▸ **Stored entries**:
· · · ·

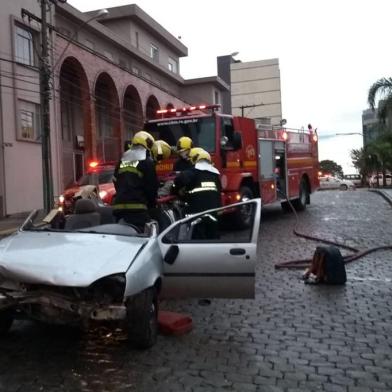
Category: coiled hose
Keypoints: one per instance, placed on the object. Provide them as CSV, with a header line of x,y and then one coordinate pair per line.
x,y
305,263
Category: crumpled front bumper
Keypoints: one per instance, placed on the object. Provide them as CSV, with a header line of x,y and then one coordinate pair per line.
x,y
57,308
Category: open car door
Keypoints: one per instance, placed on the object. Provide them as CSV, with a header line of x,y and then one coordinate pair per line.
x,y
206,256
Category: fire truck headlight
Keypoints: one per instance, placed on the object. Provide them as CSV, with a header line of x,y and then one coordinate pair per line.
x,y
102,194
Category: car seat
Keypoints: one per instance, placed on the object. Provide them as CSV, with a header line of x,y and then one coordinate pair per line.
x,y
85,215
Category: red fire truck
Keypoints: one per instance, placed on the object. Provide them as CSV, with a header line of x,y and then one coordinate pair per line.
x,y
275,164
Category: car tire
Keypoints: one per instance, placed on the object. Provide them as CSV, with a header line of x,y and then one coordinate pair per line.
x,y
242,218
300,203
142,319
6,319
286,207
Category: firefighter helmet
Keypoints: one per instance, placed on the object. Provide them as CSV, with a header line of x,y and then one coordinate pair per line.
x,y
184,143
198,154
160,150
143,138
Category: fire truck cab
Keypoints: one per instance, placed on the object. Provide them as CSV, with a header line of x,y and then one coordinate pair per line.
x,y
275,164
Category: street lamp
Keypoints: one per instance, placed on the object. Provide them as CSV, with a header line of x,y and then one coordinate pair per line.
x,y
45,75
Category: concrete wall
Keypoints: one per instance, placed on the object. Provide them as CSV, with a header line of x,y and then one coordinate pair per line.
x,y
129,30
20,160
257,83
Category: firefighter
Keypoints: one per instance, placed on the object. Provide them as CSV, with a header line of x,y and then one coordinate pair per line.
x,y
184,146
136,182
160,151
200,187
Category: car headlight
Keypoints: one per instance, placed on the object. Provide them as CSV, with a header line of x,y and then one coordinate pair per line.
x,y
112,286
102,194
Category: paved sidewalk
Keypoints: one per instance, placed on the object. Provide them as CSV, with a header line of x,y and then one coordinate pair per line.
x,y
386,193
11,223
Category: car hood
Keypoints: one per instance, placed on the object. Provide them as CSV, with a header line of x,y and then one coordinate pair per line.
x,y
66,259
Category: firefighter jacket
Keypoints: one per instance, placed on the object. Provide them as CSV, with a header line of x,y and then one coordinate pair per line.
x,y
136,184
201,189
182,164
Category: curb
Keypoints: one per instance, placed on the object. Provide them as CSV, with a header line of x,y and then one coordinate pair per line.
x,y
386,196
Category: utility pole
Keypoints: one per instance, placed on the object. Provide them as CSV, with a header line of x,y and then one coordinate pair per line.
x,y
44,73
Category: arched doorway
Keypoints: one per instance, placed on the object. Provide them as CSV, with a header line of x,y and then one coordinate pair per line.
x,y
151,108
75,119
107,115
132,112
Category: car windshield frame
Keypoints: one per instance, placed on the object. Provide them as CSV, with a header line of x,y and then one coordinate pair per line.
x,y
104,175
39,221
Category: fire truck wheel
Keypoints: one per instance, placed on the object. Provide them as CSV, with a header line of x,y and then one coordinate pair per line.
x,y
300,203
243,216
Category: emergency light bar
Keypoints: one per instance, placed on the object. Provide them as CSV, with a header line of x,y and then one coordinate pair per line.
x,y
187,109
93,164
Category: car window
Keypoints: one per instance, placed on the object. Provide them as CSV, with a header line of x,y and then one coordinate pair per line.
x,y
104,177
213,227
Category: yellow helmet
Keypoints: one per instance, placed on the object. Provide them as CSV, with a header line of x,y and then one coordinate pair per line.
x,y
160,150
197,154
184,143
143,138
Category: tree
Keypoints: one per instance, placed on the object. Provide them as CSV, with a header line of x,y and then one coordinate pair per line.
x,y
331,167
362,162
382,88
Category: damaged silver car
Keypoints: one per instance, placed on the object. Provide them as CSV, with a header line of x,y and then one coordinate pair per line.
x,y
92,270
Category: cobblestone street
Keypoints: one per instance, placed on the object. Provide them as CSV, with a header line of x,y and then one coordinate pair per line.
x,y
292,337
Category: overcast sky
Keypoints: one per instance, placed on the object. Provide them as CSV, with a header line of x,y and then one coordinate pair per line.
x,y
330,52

· · · ·

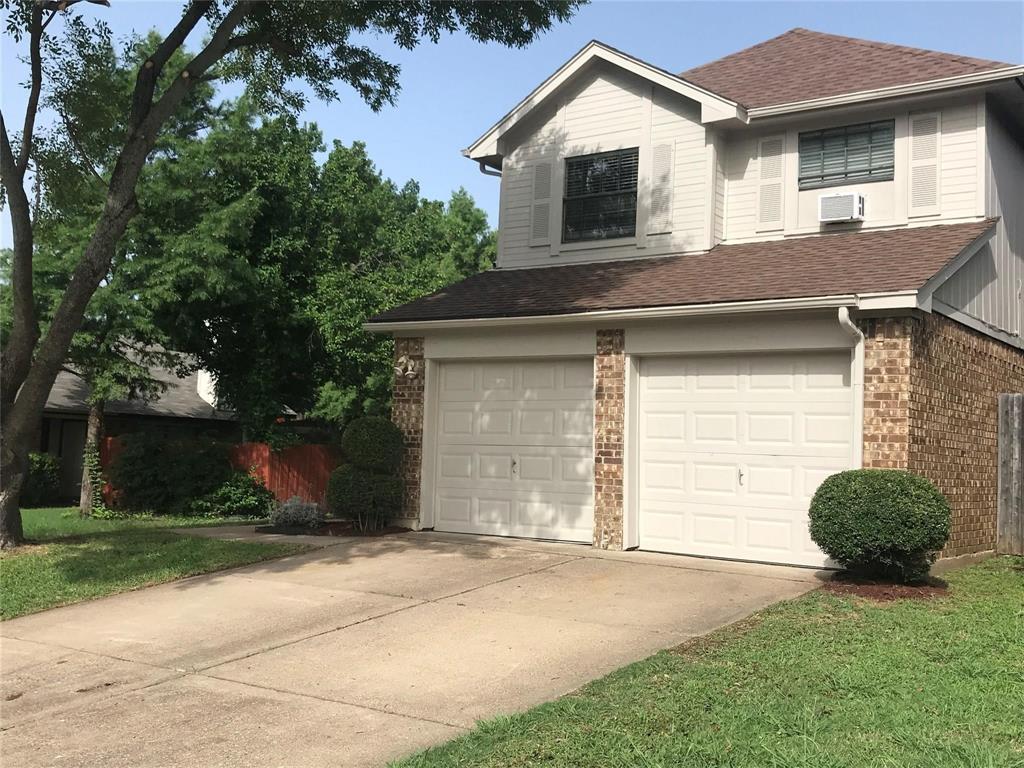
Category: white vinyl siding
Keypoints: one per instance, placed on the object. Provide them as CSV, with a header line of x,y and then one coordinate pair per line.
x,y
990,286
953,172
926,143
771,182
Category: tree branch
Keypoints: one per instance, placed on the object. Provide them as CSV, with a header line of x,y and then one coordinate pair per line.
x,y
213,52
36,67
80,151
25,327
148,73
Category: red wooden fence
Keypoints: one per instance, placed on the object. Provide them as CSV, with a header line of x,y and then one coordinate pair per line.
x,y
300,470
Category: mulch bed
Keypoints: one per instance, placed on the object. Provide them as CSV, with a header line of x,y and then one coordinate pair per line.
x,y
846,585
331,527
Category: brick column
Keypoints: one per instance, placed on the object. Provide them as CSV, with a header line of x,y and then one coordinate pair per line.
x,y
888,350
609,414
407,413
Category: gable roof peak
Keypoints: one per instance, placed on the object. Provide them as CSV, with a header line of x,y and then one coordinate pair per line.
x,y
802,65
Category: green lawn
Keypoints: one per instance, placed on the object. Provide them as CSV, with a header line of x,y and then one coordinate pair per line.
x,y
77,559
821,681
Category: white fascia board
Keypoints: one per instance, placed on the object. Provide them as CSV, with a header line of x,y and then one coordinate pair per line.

· · · ·

▸ **Task description**: The word "truck" appears in how many lines of the data? Answer with only the number.

▸ **Expected answer**: 4